■ Goal of the exercise ■
What you return should be the exact lines from the one with "Where can you find the jagged" to the end of the records below, both included, and no pictures.

---

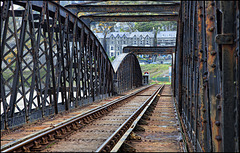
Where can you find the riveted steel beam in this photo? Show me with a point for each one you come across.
(149, 50)
(129, 18)
(76, 8)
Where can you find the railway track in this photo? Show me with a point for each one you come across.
(98, 130)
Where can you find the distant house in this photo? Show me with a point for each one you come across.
(115, 41)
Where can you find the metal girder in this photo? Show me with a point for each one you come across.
(76, 8)
(128, 73)
(129, 18)
(149, 50)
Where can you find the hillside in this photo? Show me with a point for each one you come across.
(157, 72)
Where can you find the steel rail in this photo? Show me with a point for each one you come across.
(65, 127)
(113, 140)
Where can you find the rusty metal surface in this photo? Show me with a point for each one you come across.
(90, 137)
(19, 134)
(149, 50)
(128, 18)
(162, 131)
(128, 73)
(51, 62)
(208, 74)
(124, 8)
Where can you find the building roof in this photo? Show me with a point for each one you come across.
(167, 34)
(138, 34)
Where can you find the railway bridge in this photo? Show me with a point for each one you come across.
(51, 62)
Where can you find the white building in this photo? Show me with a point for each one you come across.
(115, 41)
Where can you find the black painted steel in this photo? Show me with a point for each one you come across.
(50, 62)
(207, 74)
(128, 73)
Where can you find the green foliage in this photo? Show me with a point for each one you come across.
(148, 26)
(112, 58)
(156, 71)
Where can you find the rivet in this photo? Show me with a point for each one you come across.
(213, 52)
(218, 96)
(217, 123)
(228, 39)
(211, 29)
(213, 65)
(211, 17)
(218, 138)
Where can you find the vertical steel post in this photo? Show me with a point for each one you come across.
(226, 39)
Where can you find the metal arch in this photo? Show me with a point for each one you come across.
(128, 73)
(174, 7)
(50, 62)
(149, 50)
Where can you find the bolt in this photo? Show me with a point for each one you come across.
(217, 123)
(218, 138)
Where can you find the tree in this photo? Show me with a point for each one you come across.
(105, 28)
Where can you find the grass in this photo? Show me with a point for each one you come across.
(156, 71)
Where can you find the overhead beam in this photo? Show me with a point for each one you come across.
(129, 18)
(76, 8)
(149, 50)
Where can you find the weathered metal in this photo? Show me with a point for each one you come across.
(76, 8)
(50, 62)
(128, 18)
(208, 79)
(128, 73)
(149, 50)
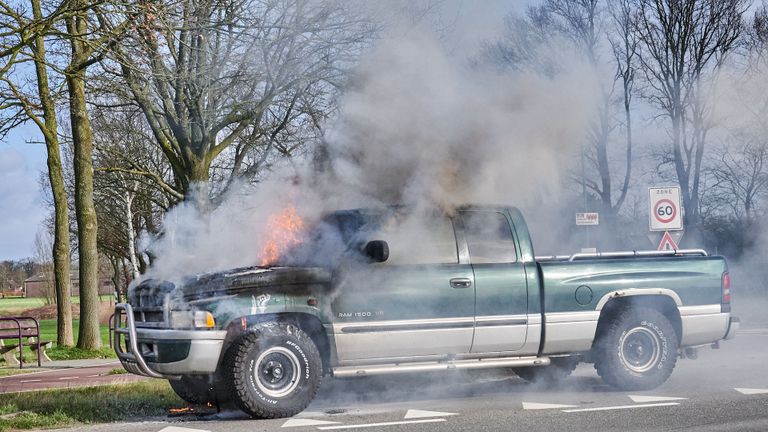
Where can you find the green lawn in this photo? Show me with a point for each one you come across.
(48, 333)
(67, 407)
(14, 306)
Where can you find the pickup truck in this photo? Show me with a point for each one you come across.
(398, 290)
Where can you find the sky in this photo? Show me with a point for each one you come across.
(22, 156)
(21, 202)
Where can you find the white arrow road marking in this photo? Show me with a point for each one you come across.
(752, 391)
(306, 422)
(178, 429)
(381, 424)
(534, 405)
(647, 399)
(425, 414)
(623, 407)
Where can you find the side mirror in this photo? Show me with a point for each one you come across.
(376, 250)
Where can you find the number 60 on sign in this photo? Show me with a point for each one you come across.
(665, 212)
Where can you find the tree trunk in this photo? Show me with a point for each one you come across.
(128, 198)
(61, 258)
(82, 138)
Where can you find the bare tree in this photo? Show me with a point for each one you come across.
(227, 85)
(24, 43)
(683, 43)
(44, 259)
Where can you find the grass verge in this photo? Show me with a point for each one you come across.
(48, 333)
(14, 370)
(66, 407)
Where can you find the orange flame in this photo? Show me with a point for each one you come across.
(283, 231)
(180, 410)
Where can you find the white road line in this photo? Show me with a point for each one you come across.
(424, 414)
(623, 407)
(536, 406)
(306, 422)
(381, 424)
(649, 399)
(179, 429)
(752, 391)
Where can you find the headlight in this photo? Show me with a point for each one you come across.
(192, 319)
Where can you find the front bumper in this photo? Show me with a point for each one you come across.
(164, 353)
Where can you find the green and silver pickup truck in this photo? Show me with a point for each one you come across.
(397, 290)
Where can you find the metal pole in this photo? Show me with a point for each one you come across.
(584, 193)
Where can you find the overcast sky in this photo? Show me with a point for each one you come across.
(21, 206)
(21, 162)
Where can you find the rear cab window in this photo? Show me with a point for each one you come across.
(489, 237)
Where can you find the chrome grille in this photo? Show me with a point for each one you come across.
(150, 301)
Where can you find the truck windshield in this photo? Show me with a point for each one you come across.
(412, 238)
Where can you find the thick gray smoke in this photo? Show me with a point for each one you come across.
(417, 126)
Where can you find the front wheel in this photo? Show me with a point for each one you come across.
(273, 371)
(637, 351)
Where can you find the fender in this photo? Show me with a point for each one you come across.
(630, 292)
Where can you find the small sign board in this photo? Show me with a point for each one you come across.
(667, 242)
(587, 218)
(665, 212)
(656, 237)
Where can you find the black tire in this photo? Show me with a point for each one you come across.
(273, 371)
(637, 350)
(193, 390)
(559, 369)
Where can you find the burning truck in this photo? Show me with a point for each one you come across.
(398, 290)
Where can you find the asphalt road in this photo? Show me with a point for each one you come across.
(723, 390)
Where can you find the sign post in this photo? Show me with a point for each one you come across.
(583, 219)
(665, 214)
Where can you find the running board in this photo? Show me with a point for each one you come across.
(395, 368)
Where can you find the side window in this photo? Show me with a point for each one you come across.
(489, 237)
(414, 240)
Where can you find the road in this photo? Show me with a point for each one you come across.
(725, 389)
(66, 378)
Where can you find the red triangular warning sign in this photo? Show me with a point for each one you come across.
(667, 242)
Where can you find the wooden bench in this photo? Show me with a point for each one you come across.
(21, 331)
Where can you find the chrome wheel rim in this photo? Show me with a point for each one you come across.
(640, 349)
(277, 372)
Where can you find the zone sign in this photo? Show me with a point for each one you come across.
(665, 211)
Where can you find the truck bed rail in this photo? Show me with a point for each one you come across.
(622, 254)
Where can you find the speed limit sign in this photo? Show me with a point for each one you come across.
(665, 213)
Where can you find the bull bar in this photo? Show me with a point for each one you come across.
(130, 357)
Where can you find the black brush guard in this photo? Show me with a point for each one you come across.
(123, 328)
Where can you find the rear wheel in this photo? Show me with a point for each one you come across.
(637, 350)
(274, 371)
(559, 369)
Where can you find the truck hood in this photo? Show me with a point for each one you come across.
(246, 279)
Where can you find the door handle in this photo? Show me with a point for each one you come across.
(461, 283)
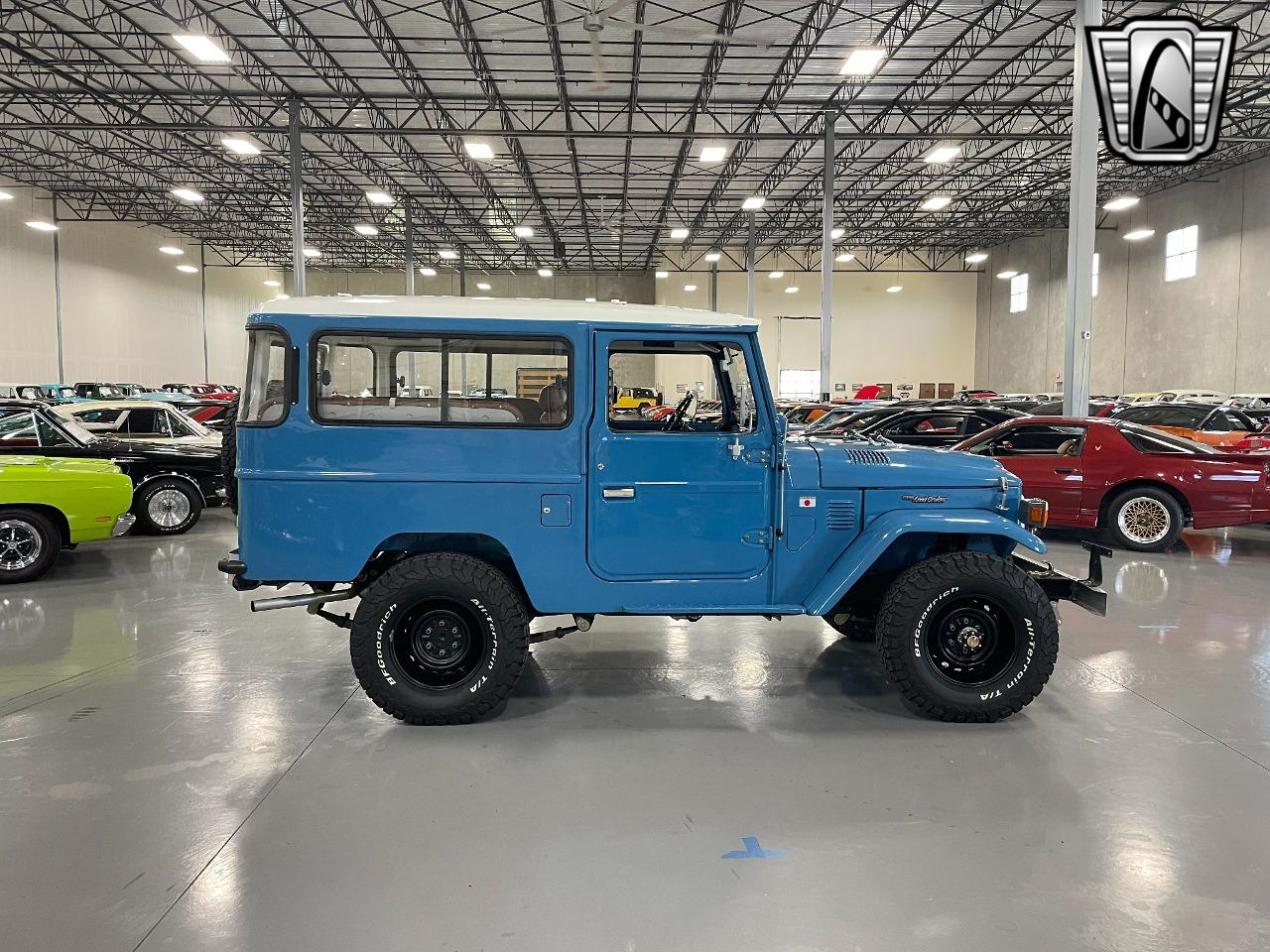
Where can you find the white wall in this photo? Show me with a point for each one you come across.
(921, 334)
(1209, 330)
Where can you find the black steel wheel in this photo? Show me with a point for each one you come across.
(440, 639)
(966, 636)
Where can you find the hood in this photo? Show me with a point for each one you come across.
(56, 465)
(848, 463)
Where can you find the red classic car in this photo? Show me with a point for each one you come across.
(1139, 484)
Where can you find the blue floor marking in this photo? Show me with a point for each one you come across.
(752, 851)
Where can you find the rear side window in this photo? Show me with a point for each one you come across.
(434, 380)
(264, 398)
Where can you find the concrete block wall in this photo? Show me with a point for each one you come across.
(1210, 330)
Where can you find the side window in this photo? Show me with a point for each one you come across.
(264, 395)
(712, 381)
(1039, 440)
(462, 381)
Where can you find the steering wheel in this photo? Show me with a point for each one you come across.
(677, 419)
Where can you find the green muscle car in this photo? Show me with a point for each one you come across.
(50, 503)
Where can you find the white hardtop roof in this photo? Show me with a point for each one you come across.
(500, 308)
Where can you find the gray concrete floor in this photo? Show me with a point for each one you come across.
(177, 774)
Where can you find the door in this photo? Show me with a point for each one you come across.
(690, 495)
(1049, 460)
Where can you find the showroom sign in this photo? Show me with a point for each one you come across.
(1161, 86)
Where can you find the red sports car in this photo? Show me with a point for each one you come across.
(1139, 484)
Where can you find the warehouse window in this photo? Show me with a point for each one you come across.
(1182, 249)
(1017, 294)
(801, 385)
(465, 381)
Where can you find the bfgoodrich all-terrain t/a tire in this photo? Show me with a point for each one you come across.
(440, 639)
(966, 636)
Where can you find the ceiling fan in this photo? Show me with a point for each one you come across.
(597, 17)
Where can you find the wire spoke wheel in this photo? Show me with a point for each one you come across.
(168, 508)
(1144, 521)
(21, 544)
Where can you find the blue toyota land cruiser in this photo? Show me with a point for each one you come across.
(460, 466)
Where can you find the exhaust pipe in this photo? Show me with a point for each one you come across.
(316, 598)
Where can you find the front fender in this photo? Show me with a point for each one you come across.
(881, 532)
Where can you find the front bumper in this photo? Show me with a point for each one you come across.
(1058, 585)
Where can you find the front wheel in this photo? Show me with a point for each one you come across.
(30, 542)
(167, 507)
(966, 636)
(440, 639)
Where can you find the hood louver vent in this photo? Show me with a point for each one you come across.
(867, 457)
(839, 515)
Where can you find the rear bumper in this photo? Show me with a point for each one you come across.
(1057, 585)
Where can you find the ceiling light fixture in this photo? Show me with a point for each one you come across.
(862, 61)
(241, 145)
(943, 155)
(1120, 202)
(712, 155)
(202, 48)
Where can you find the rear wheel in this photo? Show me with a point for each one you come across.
(167, 507)
(966, 636)
(30, 543)
(440, 639)
(1146, 520)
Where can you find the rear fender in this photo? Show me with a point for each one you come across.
(984, 531)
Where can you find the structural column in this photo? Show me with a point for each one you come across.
(749, 271)
(298, 200)
(409, 249)
(1080, 220)
(826, 262)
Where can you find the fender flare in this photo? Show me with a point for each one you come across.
(881, 532)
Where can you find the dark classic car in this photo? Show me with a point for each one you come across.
(1142, 485)
(937, 425)
(172, 483)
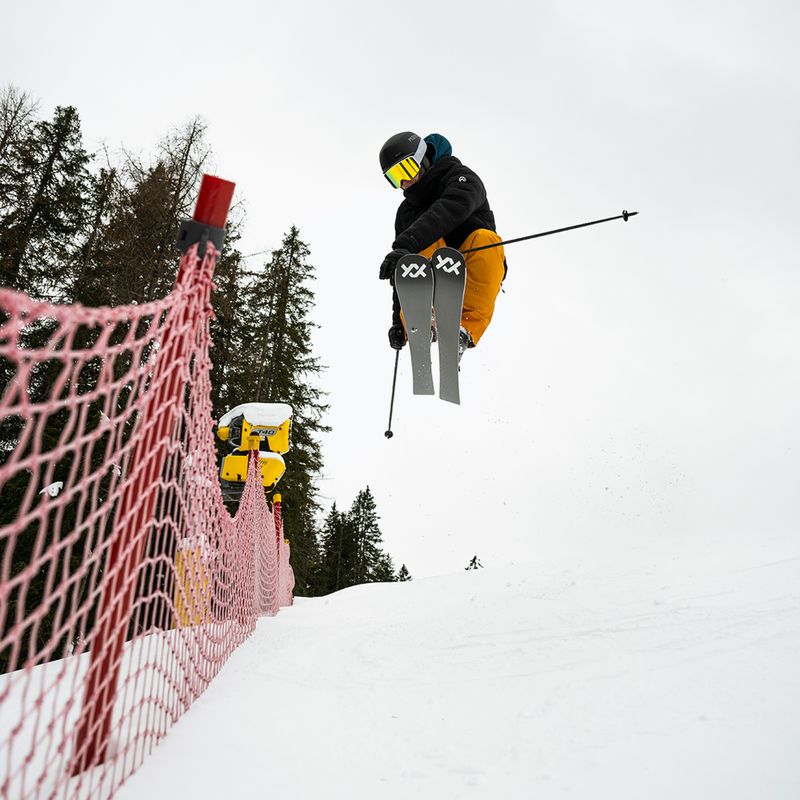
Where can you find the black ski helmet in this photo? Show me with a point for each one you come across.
(400, 146)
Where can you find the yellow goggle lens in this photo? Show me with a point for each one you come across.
(404, 170)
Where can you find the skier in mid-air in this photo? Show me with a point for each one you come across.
(444, 205)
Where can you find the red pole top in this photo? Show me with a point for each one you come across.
(213, 201)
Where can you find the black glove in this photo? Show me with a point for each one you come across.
(389, 263)
(397, 337)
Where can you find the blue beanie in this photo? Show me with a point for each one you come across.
(441, 147)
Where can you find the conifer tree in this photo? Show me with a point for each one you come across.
(45, 189)
(337, 552)
(274, 363)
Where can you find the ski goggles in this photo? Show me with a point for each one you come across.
(408, 168)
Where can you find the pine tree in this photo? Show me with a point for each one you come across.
(146, 209)
(45, 189)
(273, 362)
(337, 552)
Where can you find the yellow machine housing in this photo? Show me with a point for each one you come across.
(276, 437)
(234, 467)
(270, 440)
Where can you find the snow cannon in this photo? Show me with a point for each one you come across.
(262, 427)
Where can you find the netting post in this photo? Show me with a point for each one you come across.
(276, 511)
(137, 504)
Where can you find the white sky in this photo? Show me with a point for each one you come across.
(640, 381)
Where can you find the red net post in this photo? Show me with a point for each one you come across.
(285, 572)
(157, 423)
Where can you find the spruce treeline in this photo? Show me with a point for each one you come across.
(99, 229)
(352, 548)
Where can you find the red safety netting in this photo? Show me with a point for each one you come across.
(124, 582)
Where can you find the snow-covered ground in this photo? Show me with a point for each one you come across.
(648, 674)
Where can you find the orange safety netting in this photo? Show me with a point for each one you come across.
(124, 583)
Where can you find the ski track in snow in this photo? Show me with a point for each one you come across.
(663, 676)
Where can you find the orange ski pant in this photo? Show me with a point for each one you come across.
(485, 272)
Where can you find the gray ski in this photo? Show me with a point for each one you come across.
(450, 279)
(413, 279)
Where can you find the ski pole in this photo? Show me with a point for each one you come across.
(624, 215)
(389, 433)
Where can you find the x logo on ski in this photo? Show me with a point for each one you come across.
(414, 269)
(414, 283)
(439, 292)
(447, 262)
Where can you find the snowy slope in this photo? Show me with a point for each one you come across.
(651, 675)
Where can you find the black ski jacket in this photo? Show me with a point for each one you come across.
(447, 202)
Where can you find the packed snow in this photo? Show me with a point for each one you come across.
(651, 673)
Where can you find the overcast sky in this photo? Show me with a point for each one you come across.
(641, 380)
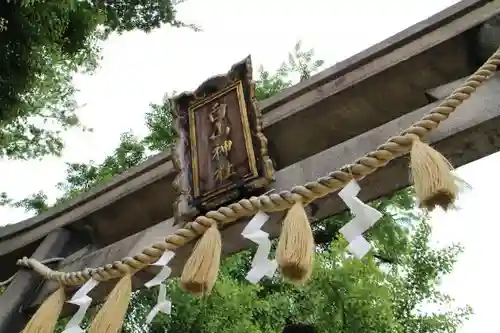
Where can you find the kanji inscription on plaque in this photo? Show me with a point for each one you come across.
(221, 153)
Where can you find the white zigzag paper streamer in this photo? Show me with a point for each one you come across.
(81, 299)
(162, 305)
(365, 217)
(261, 265)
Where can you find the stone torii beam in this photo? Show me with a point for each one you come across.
(472, 132)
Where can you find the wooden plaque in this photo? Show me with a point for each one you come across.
(221, 154)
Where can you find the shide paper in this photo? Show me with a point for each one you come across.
(83, 301)
(261, 265)
(162, 305)
(365, 217)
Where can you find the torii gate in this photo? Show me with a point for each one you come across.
(341, 114)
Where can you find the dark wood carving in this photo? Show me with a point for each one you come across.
(221, 153)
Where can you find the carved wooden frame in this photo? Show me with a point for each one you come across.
(238, 78)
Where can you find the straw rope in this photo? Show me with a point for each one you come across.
(321, 187)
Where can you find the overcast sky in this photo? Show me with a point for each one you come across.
(139, 68)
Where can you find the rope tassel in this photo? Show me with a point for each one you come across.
(202, 267)
(110, 317)
(431, 172)
(45, 318)
(295, 252)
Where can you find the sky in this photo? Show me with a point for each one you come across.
(138, 69)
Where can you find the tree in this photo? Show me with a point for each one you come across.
(381, 293)
(43, 43)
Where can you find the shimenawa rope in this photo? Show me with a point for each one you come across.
(323, 186)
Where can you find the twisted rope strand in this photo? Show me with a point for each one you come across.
(323, 186)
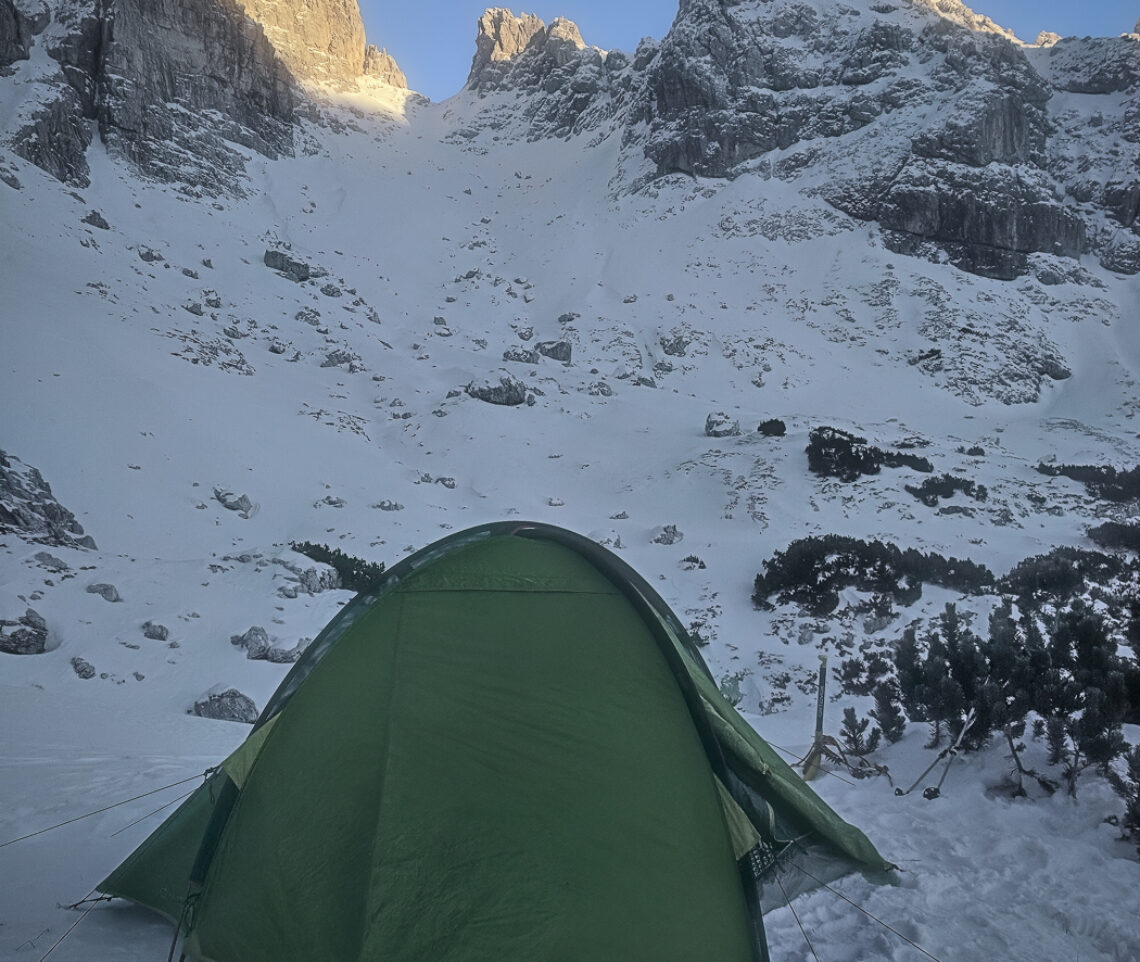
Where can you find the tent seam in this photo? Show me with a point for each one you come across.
(387, 757)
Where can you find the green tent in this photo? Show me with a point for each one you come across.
(509, 750)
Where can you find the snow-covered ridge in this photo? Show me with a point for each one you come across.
(424, 317)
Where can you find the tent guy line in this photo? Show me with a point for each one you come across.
(108, 807)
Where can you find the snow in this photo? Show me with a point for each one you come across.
(100, 393)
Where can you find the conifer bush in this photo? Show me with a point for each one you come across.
(356, 573)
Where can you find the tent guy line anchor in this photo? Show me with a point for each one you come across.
(861, 908)
(106, 808)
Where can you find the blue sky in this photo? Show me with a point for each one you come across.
(433, 40)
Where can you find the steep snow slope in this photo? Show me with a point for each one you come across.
(153, 366)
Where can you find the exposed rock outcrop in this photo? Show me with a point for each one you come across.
(317, 40)
(925, 117)
(227, 706)
(571, 87)
(172, 107)
(27, 635)
(382, 65)
(507, 390)
(30, 511)
(173, 83)
(16, 32)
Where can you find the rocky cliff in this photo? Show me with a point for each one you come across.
(560, 84)
(929, 120)
(171, 84)
(922, 116)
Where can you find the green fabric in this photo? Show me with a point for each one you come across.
(750, 751)
(518, 779)
(157, 872)
(502, 753)
(743, 833)
(237, 766)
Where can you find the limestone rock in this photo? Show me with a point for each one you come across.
(222, 75)
(30, 511)
(15, 34)
(382, 65)
(96, 219)
(506, 390)
(84, 669)
(292, 268)
(255, 642)
(108, 593)
(316, 40)
(570, 87)
(227, 706)
(502, 37)
(231, 502)
(719, 424)
(27, 635)
(521, 355)
(555, 350)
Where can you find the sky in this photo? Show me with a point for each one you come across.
(434, 40)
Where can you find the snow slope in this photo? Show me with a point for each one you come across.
(139, 385)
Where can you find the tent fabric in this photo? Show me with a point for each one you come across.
(510, 750)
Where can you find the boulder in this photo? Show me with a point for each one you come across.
(507, 390)
(719, 424)
(555, 350)
(255, 642)
(84, 669)
(30, 511)
(231, 502)
(227, 706)
(106, 592)
(290, 267)
(155, 633)
(27, 635)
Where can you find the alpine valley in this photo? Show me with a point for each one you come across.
(800, 268)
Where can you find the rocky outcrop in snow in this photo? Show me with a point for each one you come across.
(30, 511)
(570, 87)
(172, 84)
(26, 635)
(381, 65)
(926, 117)
(227, 706)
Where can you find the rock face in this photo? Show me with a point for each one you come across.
(27, 635)
(226, 75)
(172, 83)
(30, 511)
(316, 40)
(16, 32)
(570, 87)
(507, 390)
(923, 117)
(227, 706)
(382, 65)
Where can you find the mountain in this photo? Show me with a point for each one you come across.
(255, 292)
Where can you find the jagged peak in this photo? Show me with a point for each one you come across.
(382, 65)
(502, 37)
(959, 13)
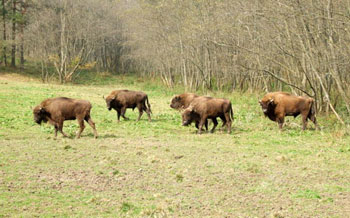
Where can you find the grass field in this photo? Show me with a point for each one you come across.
(160, 168)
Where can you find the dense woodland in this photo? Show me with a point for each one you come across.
(265, 45)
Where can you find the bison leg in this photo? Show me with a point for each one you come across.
(228, 122)
(223, 121)
(201, 123)
(304, 118)
(118, 115)
(205, 124)
(92, 124)
(140, 111)
(60, 128)
(280, 121)
(56, 129)
(313, 119)
(122, 111)
(148, 111)
(215, 124)
(82, 127)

---

■ Exercise output ■
Where can you find the jagged peak in this photo? Show me with a point for each one you come across.
(382, 65)
(502, 37)
(959, 13)
Where can you find the grass field in this photo? Show me with a point for each one you come across.
(160, 168)
Where can you find the dense woodland in this photo? Show me with a point for each one you come across.
(265, 45)
Where can you find the bison leg in this photo? Show me with a point for each one you come across.
(228, 122)
(223, 121)
(201, 123)
(304, 118)
(118, 115)
(205, 124)
(92, 124)
(140, 111)
(60, 128)
(280, 121)
(56, 129)
(313, 119)
(122, 111)
(148, 111)
(215, 124)
(82, 127)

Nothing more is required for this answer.